■ Instructions for the task ■
Turn all the items below into a JSON list of strings, with one string per line and blank lines left out.
:: Input material
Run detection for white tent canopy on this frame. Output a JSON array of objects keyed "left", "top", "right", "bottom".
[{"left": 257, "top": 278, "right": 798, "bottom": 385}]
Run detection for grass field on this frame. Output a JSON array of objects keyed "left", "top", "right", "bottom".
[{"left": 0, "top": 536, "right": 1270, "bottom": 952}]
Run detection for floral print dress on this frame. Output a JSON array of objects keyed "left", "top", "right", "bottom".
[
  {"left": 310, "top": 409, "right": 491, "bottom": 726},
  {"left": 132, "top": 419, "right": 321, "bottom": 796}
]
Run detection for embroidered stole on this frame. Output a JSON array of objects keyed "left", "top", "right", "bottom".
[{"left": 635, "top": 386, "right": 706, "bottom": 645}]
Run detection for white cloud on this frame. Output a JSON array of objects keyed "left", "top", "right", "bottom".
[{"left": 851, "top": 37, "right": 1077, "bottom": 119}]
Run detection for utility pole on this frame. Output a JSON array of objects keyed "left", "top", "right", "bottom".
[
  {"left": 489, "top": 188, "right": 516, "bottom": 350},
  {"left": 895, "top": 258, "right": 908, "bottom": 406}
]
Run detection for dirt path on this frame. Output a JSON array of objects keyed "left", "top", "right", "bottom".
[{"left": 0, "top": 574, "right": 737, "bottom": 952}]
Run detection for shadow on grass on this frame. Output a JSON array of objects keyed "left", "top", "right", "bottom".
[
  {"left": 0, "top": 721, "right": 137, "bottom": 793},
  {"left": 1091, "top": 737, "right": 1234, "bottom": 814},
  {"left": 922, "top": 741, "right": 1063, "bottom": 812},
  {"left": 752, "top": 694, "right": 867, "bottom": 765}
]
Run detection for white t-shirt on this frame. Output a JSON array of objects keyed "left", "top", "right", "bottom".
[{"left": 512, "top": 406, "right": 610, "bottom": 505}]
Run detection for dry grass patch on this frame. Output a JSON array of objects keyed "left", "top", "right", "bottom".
::::
■ Exercise response ■
[
  "Run detection for white tent canopy on this frame. Output a JSON array of objects keyed \"left\", \"top\", \"right\", \"bottom\".",
  "[{\"left\": 257, \"top\": 278, \"right\": 798, \"bottom\": 385}]",
  "Run detection for grass field on this frame. Output a JSON array of objects keyed \"left\", \"top\", \"right\", \"bottom\".",
  "[{\"left\": 0, \"top\": 536, \"right\": 1270, \"bottom\": 952}]",
  "Run detection for floral print dress on this frame. Output a JSON array of objects keyed \"left\", \"top\", \"right\", \"bottom\".",
  "[",
  "  {\"left\": 310, \"top\": 409, \"right\": 491, \"bottom\": 726},",
  "  {\"left\": 132, \"top\": 419, \"right\": 321, \"bottom\": 796}",
  "]",
  "Run detection for embroidered stole on this frame. Output a JSON array of objects keyed \"left\", \"top\", \"right\", \"bottom\".",
  "[{\"left\": 635, \"top\": 386, \"right\": 706, \"bottom\": 645}]",
  "Run detection for white cloud on this frame. Output a JSON array of objects keyed \"left\", \"top\", \"right\", \"bottom\".",
  "[{\"left\": 851, \"top\": 37, \"right\": 1077, \"bottom\": 119}]",
  "Run detection for utility pole on this frame. Output a JSON array of objects keyed \"left\", \"top\", \"right\", \"bottom\".",
  "[",
  "  {\"left\": 489, \"top\": 188, \"right\": 516, \"bottom\": 350},",
  "  {\"left\": 895, \"top\": 258, \"right\": 908, \"bottom\": 406}",
  "]",
  "Run detection for dirt path on this frame. Output a JSON array of objects keyed \"left\", \"top\", \"right\", \"bottom\".",
  "[{\"left\": 0, \"top\": 574, \"right\": 737, \"bottom\": 952}]",
  "Run detection for shadow on grass on this frame. Output a JSON array of objects keyed \"left\", \"top\", \"right\", \"bottom\".",
  "[",
  "  {\"left\": 0, \"top\": 721, \"right\": 137, \"bottom\": 793},",
  "  {\"left\": 1091, \"top\": 737, \"right\": 1234, \"bottom\": 814},",
  "  {\"left\": 922, \"top\": 741, \"right\": 1063, \"bottom\": 812},",
  "  {\"left\": 752, \"top\": 694, \"right\": 867, \"bottom\": 765}",
  "]",
  "Run detection for white t-shirt on this frame. Output a JSON array of objects keyed \"left\", \"top\", \"right\", \"bottom\".",
  "[{\"left\": 512, \"top\": 406, \"right\": 610, \"bottom\": 505}]",
  "Run detection for dry grass patch on this frame. Output a JSON array of objects keyed \"left\", \"top\", \"right\", \"bottom\"."
]